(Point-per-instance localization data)

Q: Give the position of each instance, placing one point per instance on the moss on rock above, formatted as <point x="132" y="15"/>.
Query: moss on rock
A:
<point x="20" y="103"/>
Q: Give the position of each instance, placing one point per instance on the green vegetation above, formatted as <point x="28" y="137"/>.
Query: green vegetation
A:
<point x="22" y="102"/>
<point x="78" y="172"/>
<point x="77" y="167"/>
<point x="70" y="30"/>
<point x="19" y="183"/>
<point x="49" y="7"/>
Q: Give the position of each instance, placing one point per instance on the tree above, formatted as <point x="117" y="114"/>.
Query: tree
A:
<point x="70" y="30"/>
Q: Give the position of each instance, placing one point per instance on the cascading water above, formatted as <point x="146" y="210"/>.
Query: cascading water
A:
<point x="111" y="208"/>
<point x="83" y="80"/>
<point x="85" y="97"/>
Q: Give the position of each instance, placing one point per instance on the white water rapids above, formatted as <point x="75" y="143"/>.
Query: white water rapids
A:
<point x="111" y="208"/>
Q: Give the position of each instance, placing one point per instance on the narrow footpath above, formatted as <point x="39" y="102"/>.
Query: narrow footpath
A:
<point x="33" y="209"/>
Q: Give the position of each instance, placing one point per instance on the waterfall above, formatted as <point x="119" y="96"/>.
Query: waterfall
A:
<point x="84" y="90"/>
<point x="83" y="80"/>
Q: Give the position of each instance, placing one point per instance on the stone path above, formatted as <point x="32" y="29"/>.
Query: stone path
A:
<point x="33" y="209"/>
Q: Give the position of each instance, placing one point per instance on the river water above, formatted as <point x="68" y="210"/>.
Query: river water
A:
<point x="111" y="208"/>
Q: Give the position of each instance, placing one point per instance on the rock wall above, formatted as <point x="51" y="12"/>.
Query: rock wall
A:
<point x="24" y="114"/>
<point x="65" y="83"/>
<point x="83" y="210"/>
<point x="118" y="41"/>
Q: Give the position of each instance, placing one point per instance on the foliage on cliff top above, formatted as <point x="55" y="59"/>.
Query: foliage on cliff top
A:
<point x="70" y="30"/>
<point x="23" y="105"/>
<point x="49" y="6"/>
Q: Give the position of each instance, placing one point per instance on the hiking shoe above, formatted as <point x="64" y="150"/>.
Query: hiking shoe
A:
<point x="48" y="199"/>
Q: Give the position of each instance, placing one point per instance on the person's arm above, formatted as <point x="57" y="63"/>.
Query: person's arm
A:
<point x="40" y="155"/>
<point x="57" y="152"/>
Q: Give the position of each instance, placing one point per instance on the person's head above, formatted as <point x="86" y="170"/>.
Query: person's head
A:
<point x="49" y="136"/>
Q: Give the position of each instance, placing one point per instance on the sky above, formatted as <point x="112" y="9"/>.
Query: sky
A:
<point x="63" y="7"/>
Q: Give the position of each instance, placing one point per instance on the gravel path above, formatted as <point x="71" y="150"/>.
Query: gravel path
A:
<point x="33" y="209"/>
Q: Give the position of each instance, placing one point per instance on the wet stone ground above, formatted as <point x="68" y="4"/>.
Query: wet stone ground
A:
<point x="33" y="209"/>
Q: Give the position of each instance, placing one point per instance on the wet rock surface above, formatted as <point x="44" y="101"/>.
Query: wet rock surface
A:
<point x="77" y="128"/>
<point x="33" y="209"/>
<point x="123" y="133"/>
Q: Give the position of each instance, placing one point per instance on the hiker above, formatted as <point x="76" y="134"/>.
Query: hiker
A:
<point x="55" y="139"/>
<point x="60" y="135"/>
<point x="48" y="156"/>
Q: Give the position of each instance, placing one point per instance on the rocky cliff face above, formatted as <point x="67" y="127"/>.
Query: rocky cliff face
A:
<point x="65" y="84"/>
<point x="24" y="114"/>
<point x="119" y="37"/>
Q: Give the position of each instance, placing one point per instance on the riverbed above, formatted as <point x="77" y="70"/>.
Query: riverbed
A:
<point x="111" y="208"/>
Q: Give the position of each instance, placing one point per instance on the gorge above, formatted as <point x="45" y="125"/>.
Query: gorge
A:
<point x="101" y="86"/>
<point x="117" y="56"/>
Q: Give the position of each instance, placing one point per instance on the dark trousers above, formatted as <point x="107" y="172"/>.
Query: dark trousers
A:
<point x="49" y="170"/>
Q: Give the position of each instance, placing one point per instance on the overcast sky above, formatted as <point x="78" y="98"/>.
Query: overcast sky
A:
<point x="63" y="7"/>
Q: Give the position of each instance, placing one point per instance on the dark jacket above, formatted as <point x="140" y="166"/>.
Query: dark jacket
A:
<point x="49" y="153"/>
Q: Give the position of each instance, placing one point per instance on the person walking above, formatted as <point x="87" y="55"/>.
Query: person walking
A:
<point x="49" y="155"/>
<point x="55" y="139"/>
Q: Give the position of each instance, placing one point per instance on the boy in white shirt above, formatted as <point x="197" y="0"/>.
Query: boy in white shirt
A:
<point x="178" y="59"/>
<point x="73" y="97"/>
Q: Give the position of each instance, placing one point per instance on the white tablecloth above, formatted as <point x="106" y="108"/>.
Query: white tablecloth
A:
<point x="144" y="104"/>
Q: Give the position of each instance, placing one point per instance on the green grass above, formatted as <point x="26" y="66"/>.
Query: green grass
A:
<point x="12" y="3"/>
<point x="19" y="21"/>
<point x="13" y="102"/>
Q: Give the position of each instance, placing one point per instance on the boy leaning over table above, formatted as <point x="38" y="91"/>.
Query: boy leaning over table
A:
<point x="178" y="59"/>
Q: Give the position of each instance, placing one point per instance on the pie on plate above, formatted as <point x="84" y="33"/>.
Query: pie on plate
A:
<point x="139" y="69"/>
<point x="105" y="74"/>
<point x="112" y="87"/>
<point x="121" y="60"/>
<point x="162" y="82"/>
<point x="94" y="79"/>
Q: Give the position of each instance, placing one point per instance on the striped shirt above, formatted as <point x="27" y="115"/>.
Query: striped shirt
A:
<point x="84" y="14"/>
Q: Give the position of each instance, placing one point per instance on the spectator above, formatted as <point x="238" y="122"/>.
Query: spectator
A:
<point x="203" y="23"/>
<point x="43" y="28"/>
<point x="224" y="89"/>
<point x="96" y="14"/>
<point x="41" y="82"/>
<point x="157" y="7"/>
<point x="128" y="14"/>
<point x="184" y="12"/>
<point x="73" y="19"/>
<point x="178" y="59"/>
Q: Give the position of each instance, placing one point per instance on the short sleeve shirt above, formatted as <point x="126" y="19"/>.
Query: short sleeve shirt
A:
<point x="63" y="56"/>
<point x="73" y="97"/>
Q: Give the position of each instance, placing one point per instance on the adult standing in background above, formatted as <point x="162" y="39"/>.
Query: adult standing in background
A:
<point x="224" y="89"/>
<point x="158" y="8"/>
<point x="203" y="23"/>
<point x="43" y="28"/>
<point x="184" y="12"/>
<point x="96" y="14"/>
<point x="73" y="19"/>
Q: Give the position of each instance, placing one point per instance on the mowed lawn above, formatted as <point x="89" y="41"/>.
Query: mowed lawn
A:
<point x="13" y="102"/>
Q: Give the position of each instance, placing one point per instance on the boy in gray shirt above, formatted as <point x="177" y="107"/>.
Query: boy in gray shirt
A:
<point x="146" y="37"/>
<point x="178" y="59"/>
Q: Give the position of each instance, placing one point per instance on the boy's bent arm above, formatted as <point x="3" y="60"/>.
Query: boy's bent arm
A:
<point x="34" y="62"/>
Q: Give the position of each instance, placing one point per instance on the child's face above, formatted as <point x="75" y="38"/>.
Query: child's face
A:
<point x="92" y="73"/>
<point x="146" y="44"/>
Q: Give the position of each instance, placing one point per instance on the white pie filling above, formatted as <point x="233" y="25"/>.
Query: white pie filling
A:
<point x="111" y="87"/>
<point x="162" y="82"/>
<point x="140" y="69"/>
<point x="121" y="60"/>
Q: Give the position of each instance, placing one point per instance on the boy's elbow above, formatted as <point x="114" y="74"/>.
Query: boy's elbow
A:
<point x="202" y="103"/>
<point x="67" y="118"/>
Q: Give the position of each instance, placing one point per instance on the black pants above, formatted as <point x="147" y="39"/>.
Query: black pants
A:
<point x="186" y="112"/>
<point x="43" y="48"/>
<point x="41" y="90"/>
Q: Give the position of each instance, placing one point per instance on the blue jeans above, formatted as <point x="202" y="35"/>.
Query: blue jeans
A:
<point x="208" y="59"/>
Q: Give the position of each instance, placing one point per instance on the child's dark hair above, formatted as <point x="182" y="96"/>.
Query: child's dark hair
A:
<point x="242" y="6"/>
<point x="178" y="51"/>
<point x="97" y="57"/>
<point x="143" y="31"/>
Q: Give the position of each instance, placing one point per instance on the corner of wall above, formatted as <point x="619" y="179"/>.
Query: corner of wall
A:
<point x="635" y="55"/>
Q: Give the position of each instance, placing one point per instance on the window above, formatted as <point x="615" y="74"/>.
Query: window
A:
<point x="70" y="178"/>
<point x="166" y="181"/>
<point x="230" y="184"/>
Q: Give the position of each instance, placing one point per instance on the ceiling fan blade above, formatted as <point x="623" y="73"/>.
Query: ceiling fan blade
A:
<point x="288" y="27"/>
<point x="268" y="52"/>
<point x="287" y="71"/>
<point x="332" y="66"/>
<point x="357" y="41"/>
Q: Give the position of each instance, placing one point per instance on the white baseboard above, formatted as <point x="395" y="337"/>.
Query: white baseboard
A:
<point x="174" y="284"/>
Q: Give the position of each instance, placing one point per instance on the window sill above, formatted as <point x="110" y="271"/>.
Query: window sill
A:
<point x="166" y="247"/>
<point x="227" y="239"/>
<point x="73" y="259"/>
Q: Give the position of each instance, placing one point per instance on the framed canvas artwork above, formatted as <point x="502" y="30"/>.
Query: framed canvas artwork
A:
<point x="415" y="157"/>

● **Brief**:
Go through the records above and return every line that holds the string "baseboard".

● **Solved problem**:
Q: Give the position of each instance, placing one point per instance on the white baseboard above, formatted as <point x="395" y="337"/>.
Query: white baseboard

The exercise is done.